Given request:
All entries should be output exactly as they stand.

.....

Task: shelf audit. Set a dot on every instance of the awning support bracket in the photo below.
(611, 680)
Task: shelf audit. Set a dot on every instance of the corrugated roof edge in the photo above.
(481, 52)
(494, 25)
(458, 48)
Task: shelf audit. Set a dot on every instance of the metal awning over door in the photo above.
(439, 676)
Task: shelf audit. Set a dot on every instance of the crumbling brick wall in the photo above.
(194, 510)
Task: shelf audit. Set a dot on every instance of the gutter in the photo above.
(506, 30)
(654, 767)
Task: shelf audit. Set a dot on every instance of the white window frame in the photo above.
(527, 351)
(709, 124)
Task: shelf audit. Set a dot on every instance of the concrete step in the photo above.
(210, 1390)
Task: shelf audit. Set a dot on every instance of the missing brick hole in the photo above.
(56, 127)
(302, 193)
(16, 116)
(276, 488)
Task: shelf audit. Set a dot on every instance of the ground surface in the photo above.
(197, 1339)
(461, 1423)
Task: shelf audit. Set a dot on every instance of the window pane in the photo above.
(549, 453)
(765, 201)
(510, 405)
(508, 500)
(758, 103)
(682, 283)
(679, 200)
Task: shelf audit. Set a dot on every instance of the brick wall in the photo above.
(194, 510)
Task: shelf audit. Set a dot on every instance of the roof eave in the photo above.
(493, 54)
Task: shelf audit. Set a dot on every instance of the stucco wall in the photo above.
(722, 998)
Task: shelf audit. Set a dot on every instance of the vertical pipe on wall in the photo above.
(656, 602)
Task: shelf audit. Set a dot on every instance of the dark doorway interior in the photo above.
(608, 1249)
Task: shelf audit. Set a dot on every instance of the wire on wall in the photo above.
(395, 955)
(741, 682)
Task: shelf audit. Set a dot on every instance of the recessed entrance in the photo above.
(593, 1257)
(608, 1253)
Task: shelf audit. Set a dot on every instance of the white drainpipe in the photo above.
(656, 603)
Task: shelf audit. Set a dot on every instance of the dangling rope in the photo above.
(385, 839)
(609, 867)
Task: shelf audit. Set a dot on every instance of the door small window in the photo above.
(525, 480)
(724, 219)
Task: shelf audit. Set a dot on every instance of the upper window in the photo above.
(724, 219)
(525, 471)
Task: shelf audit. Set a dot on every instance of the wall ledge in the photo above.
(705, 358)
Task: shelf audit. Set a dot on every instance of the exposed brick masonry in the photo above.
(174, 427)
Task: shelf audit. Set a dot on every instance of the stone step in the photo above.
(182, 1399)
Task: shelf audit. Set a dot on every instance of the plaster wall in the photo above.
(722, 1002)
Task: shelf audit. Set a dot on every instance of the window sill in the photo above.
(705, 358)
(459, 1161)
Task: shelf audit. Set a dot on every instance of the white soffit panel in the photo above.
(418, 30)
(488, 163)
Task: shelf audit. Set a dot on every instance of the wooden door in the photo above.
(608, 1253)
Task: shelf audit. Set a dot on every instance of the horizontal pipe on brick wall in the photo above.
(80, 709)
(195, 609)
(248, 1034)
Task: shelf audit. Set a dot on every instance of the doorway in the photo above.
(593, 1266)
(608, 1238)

.....

Expected output:
Task: shelf audit. Set a dot on every instance of the awning support bracket in the photo below.
(611, 680)
Task: shelf audit. Set a dot on every instance of the corrugated roof edge in the photo above.
(481, 52)
(494, 25)
(458, 48)
Task: shelf audit. Set a dot on every instance of the metal awning over door in the photo above.
(439, 676)
Task: shelf audit. Set a dot on every instance of the crumbling brick wall in the photo above.
(194, 510)
Task: shelf audit. Set a dot on every instance of the gutter in the photo above.
(506, 30)
(654, 767)
Task: shelf audit. Set a dot on every instance of the white window frame in the photo above.
(527, 351)
(709, 124)
Task: shelf audit. Set a dot on every instance of the concrete step in the photo above.
(210, 1390)
Task: shelf audit. Set a dot on every instance of the missing brick hole in the photo above.
(56, 127)
(302, 193)
(16, 116)
(276, 488)
Task: shelf audit. Set a dot on every instance of the ground surface in the photo above.
(197, 1339)
(461, 1423)
Task: shelf audit. Set a dot on every instance of the window pane in the photo above.
(549, 453)
(765, 201)
(510, 405)
(508, 500)
(758, 103)
(682, 283)
(679, 200)
Task: shelf audit. Set a dot on every instance of the brick wall in the photo above.
(194, 510)
Task: shelf audit. Set a dot on every instance of the roof eave in the photo above.
(493, 54)
Task: shelf audit. Set a dot on every instance of the stucco wall in the photo above.
(722, 998)
Task: shelf audit. Set a dot on every instance of the vertical pipe on wall in the photo above.
(656, 602)
Task: shelf audit. Set a dot on every instance of the dark doorway interior in the photo above.
(608, 1249)
Task: shelf audit. Set a dot on every instance of the wire on wall in the photo above.
(395, 955)
(741, 682)
Task: shelf audit. Set a dot on every instance of the recessed entrance in the photo above.
(593, 1257)
(608, 1253)
Task: shelf audit. Set a dot on every instance of the white drainpipe in the photo above.
(656, 603)
Task: shelf audit. Set a dot on every instance of the dangling rope in the photo above.
(385, 839)
(609, 867)
Task: shelf audit. Set a dot on every instance of the door small window in the photo above.
(525, 480)
(724, 219)
Task: shelf audit. Set a dot on every instance of the upper window in the photo above.
(724, 219)
(525, 471)
Task: shelf audit. Set a dot on every instance of the wall ledge in the photo above.
(705, 358)
Task: shelf audit. Set a dot on every instance of the exposed brick masonry in the photo above.
(174, 427)
Task: shelf audit. Set a dot on every instance of the stone step in the photo above.
(182, 1399)
Task: shelf audit. Set a dot on every instance of the plaster wall in the photo above.
(722, 1002)
Task: shelf audit. Set a dot on every instance of the window sill in the photo above.
(705, 358)
(459, 1161)
Task: shelf audit. Set a dot on every instance of the white soffit panel in the photo above.
(418, 30)
(488, 163)
Task: shelf audit. Set a dot on every instance of the wooden door in the photo above.
(608, 1253)
Task: shelf audit. Set a dot on every instance of the horizontal pipe on brick wall in the photo above.
(80, 709)
(195, 609)
(248, 1034)
Task: shelf audit. Set a dot on every instance of the doorway in the photo above.
(593, 1266)
(608, 1238)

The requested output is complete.